::: TEXTO FORNECIDO
Após completar uma tour pela Europa, onde fotografou 105 pessoas e passou por sete países, Fábio agora retorna à Paris para um trabalho unindo bondage com corpos dançantes, na Escola Contemporânea de Dança.

Segundo definição da Wikipédia, bondage é um tipo específico de fetiche, geralmente relacionado com sadomasoquismo, onde a principal fonte de prazer consiste em amarrar e imobilizar seu parceiro ou pessoa envolvida.

Ele também relata que recebeu convites para realizar uma performance de bondage, com a técnica de amarração, em uma galeria de arte de São Francisco, nos Estados Unidos.

O artista ainda revela que até o fotógrafo da Madonna, Steven Klein, chegou a usar uma foto de suas sessões de bondage em uma campanha da cantora no Instagram. Após a grande repercussão, Klein entrou em contato com o cuiabano manifestando interesse em trabalhar com ele.
::::::
::: REGISTROS DO CONJUNTO
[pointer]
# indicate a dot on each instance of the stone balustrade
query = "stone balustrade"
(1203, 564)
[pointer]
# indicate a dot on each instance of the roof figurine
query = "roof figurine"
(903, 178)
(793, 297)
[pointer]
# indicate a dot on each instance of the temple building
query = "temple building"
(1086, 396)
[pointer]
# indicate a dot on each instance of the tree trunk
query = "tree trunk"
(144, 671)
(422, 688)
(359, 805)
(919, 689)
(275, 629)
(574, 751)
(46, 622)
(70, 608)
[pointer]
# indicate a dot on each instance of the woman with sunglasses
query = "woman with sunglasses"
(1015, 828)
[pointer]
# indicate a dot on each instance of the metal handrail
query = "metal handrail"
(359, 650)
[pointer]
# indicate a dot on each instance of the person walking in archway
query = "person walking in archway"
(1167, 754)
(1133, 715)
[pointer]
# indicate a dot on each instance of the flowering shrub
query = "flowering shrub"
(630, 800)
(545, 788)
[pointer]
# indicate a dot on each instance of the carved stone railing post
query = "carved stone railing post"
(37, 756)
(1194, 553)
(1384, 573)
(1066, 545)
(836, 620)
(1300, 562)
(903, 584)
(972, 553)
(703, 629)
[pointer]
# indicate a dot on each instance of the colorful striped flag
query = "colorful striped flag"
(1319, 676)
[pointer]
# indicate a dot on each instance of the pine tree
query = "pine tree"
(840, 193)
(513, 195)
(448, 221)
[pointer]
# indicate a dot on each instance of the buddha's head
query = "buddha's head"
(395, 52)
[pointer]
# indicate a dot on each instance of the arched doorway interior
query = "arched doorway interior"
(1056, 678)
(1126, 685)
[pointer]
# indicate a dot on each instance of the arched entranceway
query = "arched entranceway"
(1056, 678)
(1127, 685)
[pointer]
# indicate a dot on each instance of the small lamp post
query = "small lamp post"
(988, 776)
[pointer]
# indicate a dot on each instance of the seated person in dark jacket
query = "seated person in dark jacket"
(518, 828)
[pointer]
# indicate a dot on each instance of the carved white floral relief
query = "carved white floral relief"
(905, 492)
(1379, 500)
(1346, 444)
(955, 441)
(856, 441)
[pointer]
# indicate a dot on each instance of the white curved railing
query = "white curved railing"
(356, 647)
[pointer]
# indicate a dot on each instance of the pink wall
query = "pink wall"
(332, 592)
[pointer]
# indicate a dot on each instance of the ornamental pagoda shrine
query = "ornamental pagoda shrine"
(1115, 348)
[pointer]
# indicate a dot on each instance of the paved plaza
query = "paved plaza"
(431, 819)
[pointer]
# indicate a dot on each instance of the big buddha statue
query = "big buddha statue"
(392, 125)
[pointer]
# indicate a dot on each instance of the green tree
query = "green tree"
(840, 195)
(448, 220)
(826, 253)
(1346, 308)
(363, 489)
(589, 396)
::::::
::: REGISTROS DO CONJUNTO
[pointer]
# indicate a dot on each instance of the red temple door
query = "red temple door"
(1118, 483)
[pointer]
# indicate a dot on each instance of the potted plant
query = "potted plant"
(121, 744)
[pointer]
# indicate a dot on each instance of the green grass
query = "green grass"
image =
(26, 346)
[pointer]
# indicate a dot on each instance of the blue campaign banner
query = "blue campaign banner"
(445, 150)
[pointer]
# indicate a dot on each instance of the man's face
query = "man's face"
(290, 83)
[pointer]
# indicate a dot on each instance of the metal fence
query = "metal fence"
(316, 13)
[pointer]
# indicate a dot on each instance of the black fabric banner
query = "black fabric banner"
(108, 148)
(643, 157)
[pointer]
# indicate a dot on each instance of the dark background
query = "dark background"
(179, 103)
::::::
::: REGISTROS DO CONJUNTO
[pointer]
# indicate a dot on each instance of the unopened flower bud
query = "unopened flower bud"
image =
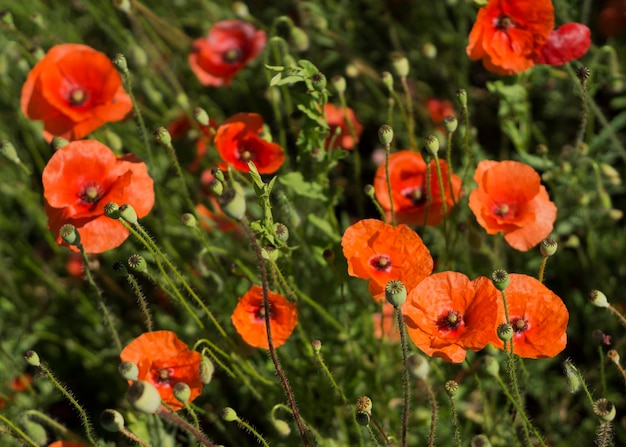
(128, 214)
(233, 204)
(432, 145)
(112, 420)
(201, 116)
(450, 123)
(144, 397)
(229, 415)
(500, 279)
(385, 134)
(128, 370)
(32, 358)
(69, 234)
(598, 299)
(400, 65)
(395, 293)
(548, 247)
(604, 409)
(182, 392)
::::::
OBJETIVO DA TAREFA:
Com base no texto fornecido, responda:
1. Quantas pessoas Fábio fotografou na tour pela Europa?
2. Em que cidade fica a galeria de arte para a qual ele recebeu convites de performance?
3. Qual fotógrafo usou uma foto das sessões de Fábio em uma campanha da Madonna no Instagram?

RESPOSTA À TAREFA:
1. 105 pessoas.
2. São Francisco, nos Estados Unidos.
3. Steven Klein.